**Work instruction:** Search the material below for the string "blue" and extract each line that has it.

**Dataset excerpts:**
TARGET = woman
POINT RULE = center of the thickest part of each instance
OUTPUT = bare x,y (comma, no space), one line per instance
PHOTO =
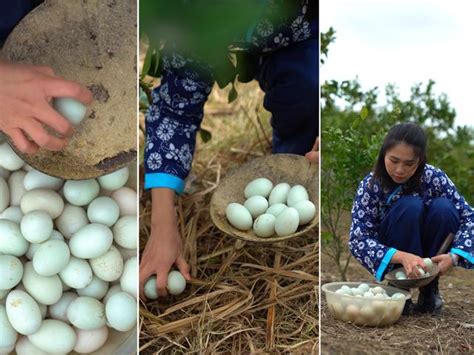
403,212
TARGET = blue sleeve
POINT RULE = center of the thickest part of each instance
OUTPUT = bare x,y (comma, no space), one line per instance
173,119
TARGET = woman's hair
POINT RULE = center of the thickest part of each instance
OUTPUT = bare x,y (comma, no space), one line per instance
412,135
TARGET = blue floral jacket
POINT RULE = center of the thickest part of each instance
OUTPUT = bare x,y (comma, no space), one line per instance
177,109
369,210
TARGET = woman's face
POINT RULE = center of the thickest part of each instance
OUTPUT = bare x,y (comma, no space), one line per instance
401,162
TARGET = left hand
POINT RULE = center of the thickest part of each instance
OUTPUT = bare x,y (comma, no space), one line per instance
444,262
313,155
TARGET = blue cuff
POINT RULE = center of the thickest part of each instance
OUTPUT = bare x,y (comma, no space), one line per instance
385,261
463,254
164,180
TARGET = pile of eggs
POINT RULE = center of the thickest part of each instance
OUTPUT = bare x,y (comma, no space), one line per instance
366,305
68,259
269,209
401,275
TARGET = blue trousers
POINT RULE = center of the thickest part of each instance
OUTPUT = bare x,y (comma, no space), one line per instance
412,227
289,78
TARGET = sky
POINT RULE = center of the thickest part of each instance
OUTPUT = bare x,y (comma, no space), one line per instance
404,42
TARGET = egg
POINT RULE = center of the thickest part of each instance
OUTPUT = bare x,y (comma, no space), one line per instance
176,283
91,241
36,226
43,200
44,289
279,193
125,232
77,273
121,311
306,211
128,280
11,270
258,187
103,210
9,334
91,340
12,241
71,109
115,180
71,220
35,179
81,192
9,160
264,225
23,312
287,222
297,194
239,216
108,266
86,313
17,188
54,336
256,205
276,209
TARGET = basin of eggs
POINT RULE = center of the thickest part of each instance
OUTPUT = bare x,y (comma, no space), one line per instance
68,260
365,305
271,209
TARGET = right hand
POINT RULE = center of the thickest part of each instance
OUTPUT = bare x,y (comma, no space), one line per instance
410,263
25,95
164,247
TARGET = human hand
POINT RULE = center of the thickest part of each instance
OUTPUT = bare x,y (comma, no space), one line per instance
444,262
164,247
313,155
25,95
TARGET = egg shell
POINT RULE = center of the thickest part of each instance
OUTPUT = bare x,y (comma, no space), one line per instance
77,273
121,311
91,340
9,160
264,225
35,179
86,313
126,199
23,312
297,194
11,270
12,241
279,193
128,280
176,283
44,289
125,232
239,216
71,109
115,180
91,241
81,192
43,200
54,336
36,226
256,205
71,220
287,222
103,210
306,211
9,334
17,187
109,266
258,187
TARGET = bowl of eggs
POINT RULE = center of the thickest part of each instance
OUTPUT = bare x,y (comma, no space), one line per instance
269,199
365,304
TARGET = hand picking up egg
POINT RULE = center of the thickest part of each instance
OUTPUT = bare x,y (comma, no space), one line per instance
68,261
270,209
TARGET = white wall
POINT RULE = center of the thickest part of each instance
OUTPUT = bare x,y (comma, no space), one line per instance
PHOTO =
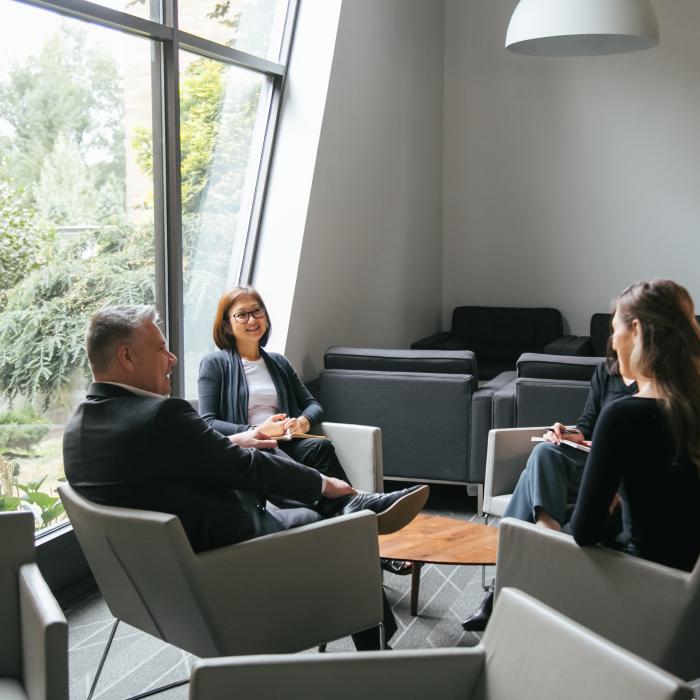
370,271
566,179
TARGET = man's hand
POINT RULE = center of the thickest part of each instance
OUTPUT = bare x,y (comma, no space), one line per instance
560,432
253,438
335,488
276,425
299,425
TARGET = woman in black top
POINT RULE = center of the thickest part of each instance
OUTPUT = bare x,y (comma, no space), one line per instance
647,446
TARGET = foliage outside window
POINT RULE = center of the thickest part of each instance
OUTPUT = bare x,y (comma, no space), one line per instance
78,209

**Written solution:**
TARGET = blue sleeve
TARGET = blue floral jacket
TARGET = blue cuff
TARGET = blue trousers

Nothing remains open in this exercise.